• [Materials provided]

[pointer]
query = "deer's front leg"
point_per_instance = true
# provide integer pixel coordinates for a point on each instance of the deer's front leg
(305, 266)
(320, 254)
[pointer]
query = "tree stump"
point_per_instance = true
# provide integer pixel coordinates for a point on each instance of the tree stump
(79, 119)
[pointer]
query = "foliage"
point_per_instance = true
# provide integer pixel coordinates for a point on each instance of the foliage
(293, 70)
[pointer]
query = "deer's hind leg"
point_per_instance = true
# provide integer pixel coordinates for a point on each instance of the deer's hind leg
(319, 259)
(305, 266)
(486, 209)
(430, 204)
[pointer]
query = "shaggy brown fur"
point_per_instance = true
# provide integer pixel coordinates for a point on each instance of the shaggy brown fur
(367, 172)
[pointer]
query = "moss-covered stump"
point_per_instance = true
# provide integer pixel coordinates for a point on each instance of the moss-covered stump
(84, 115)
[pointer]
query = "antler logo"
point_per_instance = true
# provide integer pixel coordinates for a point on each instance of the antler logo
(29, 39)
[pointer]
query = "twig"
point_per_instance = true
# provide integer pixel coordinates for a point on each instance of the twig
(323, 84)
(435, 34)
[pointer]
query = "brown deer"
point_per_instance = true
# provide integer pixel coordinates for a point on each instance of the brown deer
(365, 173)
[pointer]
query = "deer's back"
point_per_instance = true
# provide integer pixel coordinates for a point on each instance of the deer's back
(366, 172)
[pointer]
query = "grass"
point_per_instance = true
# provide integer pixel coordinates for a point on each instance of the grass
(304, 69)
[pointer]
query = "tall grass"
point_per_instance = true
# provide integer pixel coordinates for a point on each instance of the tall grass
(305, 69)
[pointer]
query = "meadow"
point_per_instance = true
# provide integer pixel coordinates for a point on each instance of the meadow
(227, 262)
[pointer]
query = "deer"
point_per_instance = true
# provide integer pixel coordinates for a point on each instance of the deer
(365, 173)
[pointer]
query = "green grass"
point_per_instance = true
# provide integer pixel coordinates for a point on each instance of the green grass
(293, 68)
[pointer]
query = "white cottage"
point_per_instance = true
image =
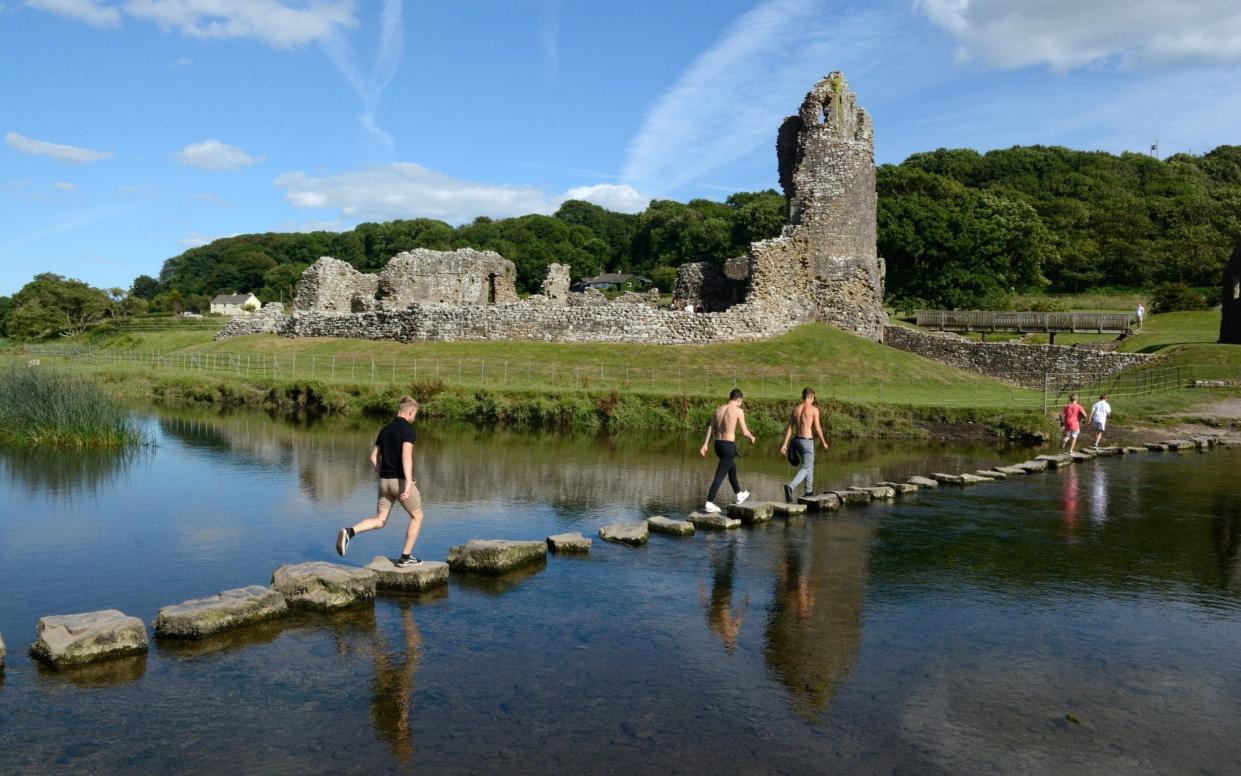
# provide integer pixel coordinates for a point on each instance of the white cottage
(235, 304)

• [Exercise goal]
When an image appears in the data, skip it and output the rest exactly.

• [Task result]
[pointer]
query = "deer's front leg"
point_per_instance = true
# provide integer pixel coordinates for a point on each instance of the deer's front leg
(305, 266)
(320, 254)
[pointer]
query = "tree stump"
point_per_instance = true
# provide integer pixel coordinates for a point on each instance of the tree stump
(79, 119)
[pointer]
query = "foliage"
point_per_instance = true
# provide integer pixel coordinates for a point on each instance of the foliage
(293, 70)
[pointer]
query = "deer's hind leg"
point_per_instance = true
# provide integer pixel coordinates for a point on each instance of the deer's hind leg
(319, 259)
(305, 266)
(486, 209)
(430, 204)
[pointer]
query = "shaggy brown fur"
point_per_instance = true
# provide integer pixel coordinates for a point on each instance of the shaggy brown fur
(367, 172)
[pointer]
query = "moss-covered stump"
point_per_instance = true
# provide integer pixel coordinates for a point on each instance of the moss-covered stump
(84, 115)
[pointer]
query = "antler logo"
point_per_instance = true
# provide integer pixel coordinates for a point on each instance of the antler logo
(29, 39)
[pointer]
query = "twig"
point_per_instance = true
# provide integer pixel coordinates for a point on each instance of the twig
(323, 84)
(435, 34)
[pointer]
query = "brown deer"
point_per_instance = true
# provide integer pixel coordinates for a point on each instance of the brown deer
(365, 173)
[pointer]
query = "deer's back"
point_per_instance = true
# provide integer pixel coordinates for a point on each instance of the deer's back
(366, 172)
[pointer]
query = "grass"
point_per_instance = true
# provide integer pixel coordinates for a point on each instance of the grass
(304, 69)
[pointer]
query = "tall grass"
point_per_instance = true
# provide integer pixel coordinates for a point on each instance of the tall grass
(305, 69)
[pointer]
query = "meadow"
point_per_instance = true
# provide integer pixel coordinates for a point on each instance of the meadow
(227, 262)
[pointer]
query = "deer"
point_per_instance = true
# provide integer pixel coordinates for a point on each instance of the deer
(365, 173)
[pointer]
query = "green grass"
point_per_instance = true
# provide integer pixel coordinates for a point on each instance of the green grass
(293, 68)
[pointer]
query = "white cottage"
point_per_instance = true
image =
# provide integer pixel coordinates for a point on each instance of the white cottage
(235, 304)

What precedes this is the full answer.